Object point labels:
********

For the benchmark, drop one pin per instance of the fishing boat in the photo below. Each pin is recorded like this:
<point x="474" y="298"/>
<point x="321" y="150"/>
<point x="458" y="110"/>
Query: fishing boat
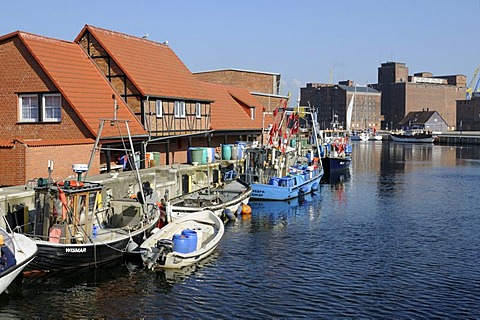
<point x="73" y="227"/>
<point x="224" y="200"/>
<point x="359" y="136"/>
<point x="415" y="136"/>
<point x="336" y="148"/>
<point x="183" y="242"/>
<point x="279" y="171"/>
<point x="17" y="251"/>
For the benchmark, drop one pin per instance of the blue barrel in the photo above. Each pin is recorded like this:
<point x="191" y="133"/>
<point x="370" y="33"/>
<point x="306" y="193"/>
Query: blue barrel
<point x="234" y="152"/>
<point x="196" y="155"/>
<point x="192" y="239"/>
<point x="210" y="152"/>
<point x="226" y="152"/>
<point x="180" y="243"/>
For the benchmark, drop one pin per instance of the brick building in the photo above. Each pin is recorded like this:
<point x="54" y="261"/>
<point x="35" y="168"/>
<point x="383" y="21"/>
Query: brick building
<point x="54" y="92"/>
<point x="468" y="114"/>
<point x="48" y="109"/>
<point x="402" y="93"/>
<point x="264" y="86"/>
<point x="329" y="100"/>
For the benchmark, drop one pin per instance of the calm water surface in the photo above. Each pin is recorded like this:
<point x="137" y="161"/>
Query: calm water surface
<point x="396" y="237"/>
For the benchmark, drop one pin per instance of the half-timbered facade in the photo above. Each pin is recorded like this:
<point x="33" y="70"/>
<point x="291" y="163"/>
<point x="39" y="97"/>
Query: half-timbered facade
<point x="51" y="100"/>
<point x="156" y="85"/>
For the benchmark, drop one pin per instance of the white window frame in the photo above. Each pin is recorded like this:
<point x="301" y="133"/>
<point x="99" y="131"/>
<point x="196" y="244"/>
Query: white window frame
<point x="179" y="109"/>
<point x="198" y="110"/>
<point x="159" y="108"/>
<point x="55" y="109"/>
<point x="28" y="118"/>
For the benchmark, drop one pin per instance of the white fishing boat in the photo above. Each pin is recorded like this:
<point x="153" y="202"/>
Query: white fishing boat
<point x="413" y="136"/>
<point x="224" y="200"/>
<point x="183" y="242"/>
<point x="17" y="251"/>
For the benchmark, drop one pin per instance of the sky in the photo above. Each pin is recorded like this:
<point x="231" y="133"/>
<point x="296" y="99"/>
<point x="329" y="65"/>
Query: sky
<point x="303" y="40"/>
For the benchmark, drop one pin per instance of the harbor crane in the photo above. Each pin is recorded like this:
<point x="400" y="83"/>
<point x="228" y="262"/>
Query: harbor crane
<point x="475" y="80"/>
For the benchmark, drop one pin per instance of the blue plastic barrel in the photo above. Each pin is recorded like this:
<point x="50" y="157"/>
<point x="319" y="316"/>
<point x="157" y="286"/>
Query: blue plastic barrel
<point x="180" y="243"/>
<point x="234" y="152"/>
<point x="192" y="239"/>
<point x="196" y="155"/>
<point x="226" y="152"/>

********

— Instructions for the task —
All of the entries above should be duplicated exactly, except for the pictures.

— Exercise answer —
For the benchmark, drop one pin per instance of the fishing boat in the photo below. Each pin is recorded like this:
<point x="474" y="298"/>
<point x="321" y="150"/>
<point x="458" y="110"/>
Query: fishing boat
<point x="73" y="227"/>
<point x="224" y="200"/>
<point x="359" y="136"/>
<point x="415" y="136"/>
<point x="336" y="148"/>
<point x="183" y="242"/>
<point x="279" y="171"/>
<point x="17" y="251"/>
For the benchmark, drop one pin per instance of the blue barrel in the photo above. Each pin is recorded like this:
<point x="191" y="133"/>
<point x="370" y="33"/>
<point x="306" y="193"/>
Query: blue barrel
<point x="234" y="152"/>
<point x="196" y="155"/>
<point x="192" y="239"/>
<point x="210" y="152"/>
<point x="226" y="152"/>
<point x="180" y="243"/>
For the benchmark, drop one pin per instance of the brick building in the photo above. Each pin is recorded like this:
<point x="54" y="261"/>
<point x="35" y="168"/>
<point x="383" y="21"/>
Query: brick building
<point x="54" y="92"/>
<point x="468" y="114"/>
<point x="48" y="109"/>
<point x="402" y="93"/>
<point x="264" y="86"/>
<point x="329" y="100"/>
For the benchmark, drop one pin per instance of the calm water surface in the photo above. Each pin is recorded like this:
<point x="137" y="161"/>
Query: calm water surface
<point x="396" y="237"/>
For the benchmark, drop one pin per instance of the half-timbered facade in the photo above. Each pin is recorded like this:
<point x="33" y="70"/>
<point x="291" y="163"/>
<point x="39" y="97"/>
Query: half-timbered facade
<point x="51" y="100"/>
<point x="156" y="85"/>
For the benchmark, drop one pin per instance of the white window frame in the photo above. Each pin is recorded like this:
<point x="301" y="133"/>
<point x="99" y="131"/>
<point x="196" y="244"/>
Query: white window frame
<point x="179" y="109"/>
<point x="198" y="110"/>
<point x="159" y="108"/>
<point x="55" y="109"/>
<point x="28" y="118"/>
For the benchmark, drop one pin per instance of the white fishing boat in the photo above. Each pin is recorded like this:
<point x="153" y="202"/>
Query: white fishing boat
<point x="413" y="136"/>
<point x="224" y="200"/>
<point x="183" y="242"/>
<point x="17" y="251"/>
For the benchmark, drop one pin per instance of the sky in the photo above. Each pin is recorded like this:
<point x="231" y="133"/>
<point x="296" y="99"/>
<point x="329" y="65"/>
Query: sky
<point x="303" y="40"/>
For the benchmark, drop one pin per instance of the harbor crane in the photo above. Each pin is recorded like this:
<point x="400" y="83"/>
<point x="228" y="262"/>
Query: harbor crane
<point x="475" y="80"/>
For the benchmark, drop one pin per instance of the blue plastic barrel in the photo above. Each pin is recorded like this:
<point x="50" y="157"/>
<point x="319" y="316"/>
<point x="157" y="286"/>
Query: blue plastic barrel
<point x="180" y="243"/>
<point x="234" y="152"/>
<point x="192" y="239"/>
<point x="196" y="155"/>
<point x="226" y="152"/>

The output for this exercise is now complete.